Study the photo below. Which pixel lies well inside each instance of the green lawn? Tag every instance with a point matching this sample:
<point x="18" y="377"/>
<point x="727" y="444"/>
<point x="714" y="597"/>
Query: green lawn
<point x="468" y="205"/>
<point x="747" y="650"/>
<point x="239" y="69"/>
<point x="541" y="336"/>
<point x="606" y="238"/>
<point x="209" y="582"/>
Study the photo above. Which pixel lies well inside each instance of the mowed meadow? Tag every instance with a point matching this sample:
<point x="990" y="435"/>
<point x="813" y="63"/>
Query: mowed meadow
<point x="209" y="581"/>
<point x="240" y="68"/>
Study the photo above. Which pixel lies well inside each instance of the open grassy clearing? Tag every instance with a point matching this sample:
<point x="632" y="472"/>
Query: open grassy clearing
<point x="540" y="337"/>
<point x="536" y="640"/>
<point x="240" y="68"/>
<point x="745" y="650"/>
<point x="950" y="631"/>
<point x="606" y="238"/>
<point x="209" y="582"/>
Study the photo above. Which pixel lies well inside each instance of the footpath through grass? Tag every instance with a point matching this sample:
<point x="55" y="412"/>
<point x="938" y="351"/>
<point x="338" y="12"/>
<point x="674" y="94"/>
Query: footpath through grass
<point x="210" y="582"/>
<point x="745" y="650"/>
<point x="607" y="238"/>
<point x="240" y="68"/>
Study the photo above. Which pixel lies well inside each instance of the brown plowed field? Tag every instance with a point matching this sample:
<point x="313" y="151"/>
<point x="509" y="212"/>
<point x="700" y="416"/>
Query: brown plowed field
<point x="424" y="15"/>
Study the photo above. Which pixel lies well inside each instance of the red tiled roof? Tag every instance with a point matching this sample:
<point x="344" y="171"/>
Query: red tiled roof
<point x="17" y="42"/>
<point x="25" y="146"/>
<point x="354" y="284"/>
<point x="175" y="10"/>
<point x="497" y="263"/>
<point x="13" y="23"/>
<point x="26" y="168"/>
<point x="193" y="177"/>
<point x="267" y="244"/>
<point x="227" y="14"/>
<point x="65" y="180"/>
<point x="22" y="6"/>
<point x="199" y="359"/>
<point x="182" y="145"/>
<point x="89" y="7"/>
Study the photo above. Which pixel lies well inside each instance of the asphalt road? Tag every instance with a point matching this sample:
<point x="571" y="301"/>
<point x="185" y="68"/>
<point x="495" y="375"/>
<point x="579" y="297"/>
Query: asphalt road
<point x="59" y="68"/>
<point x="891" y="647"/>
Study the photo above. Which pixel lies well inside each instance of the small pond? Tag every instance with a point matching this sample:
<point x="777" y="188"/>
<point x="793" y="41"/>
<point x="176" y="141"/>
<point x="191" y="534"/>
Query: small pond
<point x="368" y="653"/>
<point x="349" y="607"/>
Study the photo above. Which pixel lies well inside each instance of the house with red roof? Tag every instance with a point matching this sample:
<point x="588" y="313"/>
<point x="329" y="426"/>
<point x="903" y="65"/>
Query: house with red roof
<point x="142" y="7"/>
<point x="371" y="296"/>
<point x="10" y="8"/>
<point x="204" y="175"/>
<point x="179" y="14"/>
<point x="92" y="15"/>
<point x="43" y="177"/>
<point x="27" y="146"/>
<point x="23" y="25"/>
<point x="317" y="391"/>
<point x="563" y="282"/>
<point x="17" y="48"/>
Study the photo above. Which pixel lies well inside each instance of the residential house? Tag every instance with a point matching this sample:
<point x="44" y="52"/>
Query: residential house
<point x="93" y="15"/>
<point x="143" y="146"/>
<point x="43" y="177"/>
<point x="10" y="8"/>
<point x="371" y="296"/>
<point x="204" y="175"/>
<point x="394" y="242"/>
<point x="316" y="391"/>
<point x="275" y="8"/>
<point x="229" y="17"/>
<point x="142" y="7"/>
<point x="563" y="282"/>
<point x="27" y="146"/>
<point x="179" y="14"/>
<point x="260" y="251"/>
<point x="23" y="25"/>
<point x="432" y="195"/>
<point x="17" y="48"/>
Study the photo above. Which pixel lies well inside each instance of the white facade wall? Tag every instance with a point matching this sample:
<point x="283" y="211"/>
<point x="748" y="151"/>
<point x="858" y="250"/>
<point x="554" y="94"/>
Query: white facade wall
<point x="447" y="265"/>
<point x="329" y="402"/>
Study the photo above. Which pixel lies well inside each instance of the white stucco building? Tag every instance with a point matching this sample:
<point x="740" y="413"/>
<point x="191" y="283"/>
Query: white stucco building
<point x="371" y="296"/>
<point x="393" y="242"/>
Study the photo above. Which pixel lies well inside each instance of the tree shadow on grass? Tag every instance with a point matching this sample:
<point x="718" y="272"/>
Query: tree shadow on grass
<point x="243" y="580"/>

________________________

### [EXERCISE]
If a line appears above, it belongs in your answer, printed exactly.

### [RESPONSE AREA]
Study the photo below. Which pixel lies well inside each instance of the green lawn? Tag every instance with a point matching this sample:
<point x="18" y="377"/>
<point x="727" y="444"/>
<point x="714" y="597"/>
Query: green lawn
<point x="468" y="205"/>
<point x="747" y="650"/>
<point x="239" y="69"/>
<point x="541" y="336"/>
<point x="606" y="238"/>
<point x="209" y="582"/>
Study the photo above. Which pixel lies well inside each instance of the mowed meadow? Tag every instance with a point matching this sample:
<point x="990" y="435"/>
<point x="813" y="63"/>
Query: mowed meadow
<point x="209" y="581"/>
<point x="240" y="68"/>
Study the photo above. Which pixel lies well inside each instance of the open grassy clearing? Tag every instance with a point matching this sample:
<point x="632" y="472"/>
Query: open grassy clearing
<point x="540" y="337"/>
<point x="536" y="640"/>
<point x="240" y="68"/>
<point x="745" y="650"/>
<point x="950" y="631"/>
<point x="606" y="238"/>
<point x="209" y="582"/>
Study the photo above. Which pixel lies well inside each instance of the footpath through grass? Tag every instance with a point matching this sample:
<point x="55" y="412"/>
<point x="938" y="351"/>
<point x="338" y="12"/>
<point x="674" y="94"/>
Query: footpath through grass
<point x="210" y="582"/>
<point x="745" y="650"/>
<point x="607" y="238"/>
<point x="240" y="68"/>
Study the photo above. Which pixel lies well inside each instance of the brown plowed field? Tag every instance with a point matching this sample:
<point x="313" y="151"/>
<point x="509" y="212"/>
<point x="700" y="416"/>
Query: brown plowed field
<point x="424" y="15"/>
Study the photo above. Which pixel lies well inside each instance of the red tiled roof? Tag every instance with a point matching this sample:
<point x="344" y="171"/>
Query: red tiled roof
<point x="17" y="42"/>
<point x="25" y="146"/>
<point x="354" y="284"/>
<point x="175" y="10"/>
<point x="497" y="263"/>
<point x="13" y="23"/>
<point x="26" y="168"/>
<point x="193" y="177"/>
<point x="267" y="244"/>
<point x="227" y="14"/>
<point x="65" y="180"/>
<point x="22" y="6"/>
<point x="199" y="359"/>
<point x="182" y="145"/>
<point x="89" y="7"/>
Study the photo above. Which pixel lies well inside each instance of the asphalt road? Tag every instance with a point matching this sample:
<point x="571" y="301"/>
<point x="185" y="68"/>
<point x="495" y="375"/>
<point x="579" y="297"/>
Query: asphalt road
<point x="59" y="68"/>
<point x="891" y="647"/>
Study the photo above. Which pixel lies well inside each instance of the small pond? Tag every instance with a point matching this sample:
<point x="777" y="188"/>
<point x="793" y="41"/>
<point x="176" y="141"/>
<point x="191" y="534"/>
Query: small pond
<point x="368" y="653"/>
<point x="349" y="607"/>
Study the photo above. Which pixel lies well inside each instance of the house with red roof? Tag every instance with a point matching this sample:
<point x="588" y="313"/>
<point x="329" y="426"/>
<point x="903" y="65"/>
Query: house with red roof
<point x="142" y="7"/>
<point x="371" y="296"/>
<point x="10" y="8"/>
<point x="204" y="175"/>
<point x="179" y="14"/>
<point x="92" y="15"/>
<point x="43" y="177"/>
<point x="27" y="146"/>
<point x="23" y="25"/>
<point x="317" y="391"/>
<point x="563" y="282"/>
<point x="17" y="48"/>
Study the photo above. Which pixel lies well inside each instance of the residential house? Tag every instance with a point matching this sample:
<point x="44" y="52"/>
Query: residential house
<point x="93" y="15"/>
<point x="143" y="146"/>
<point x="43" y="177"/>
<point x="10" y="8"/>
<point x="371" y="296"/>
<point x="204" y="175"/>
<point x="394" y="242"/>
<point x="316" y="391"/>
<point x="275" y="8"/>
<point x="229" y="17"/>
<point x="142" y="7"/>
<point x="563" y="282"/>
<point x="27" y="146"/>
<point x="179" y="14"/>
<point x="260" y="251"/>
<point x="23" y="25"/>
<point x="432" y="195"/>
<point x="17" y="48"/>
Study the photo above. Which pixel lies well inside each instance of the white facade wall? Tag every instance with a point matching this sample:
<point x="283" y="211"/>
<point x="748" y="151"/>
<point x="858" y="250"/>
<point x="554" y="94"/>
Query: white facade wall
<point x="447" y="265"/>
<point x="329" y="402"/>
Study the photo above. Which pixel lies well inside each instance of the white stucco building? Tag every instance with a point matching this sample:
<point x="740" y="413"/>
<point x="191" y="283"/>
Query: white stucco building
<point x="371" y="296"/>
<point x="393" y="242"/>
Study the photo above. Which pixel lies well inside each instance of the tree shadow on grass? Tag every instance with a point matching this sample:
<point x="718" y="272"/>
Query: tree shadow on grass
<point x="243" y="580"/>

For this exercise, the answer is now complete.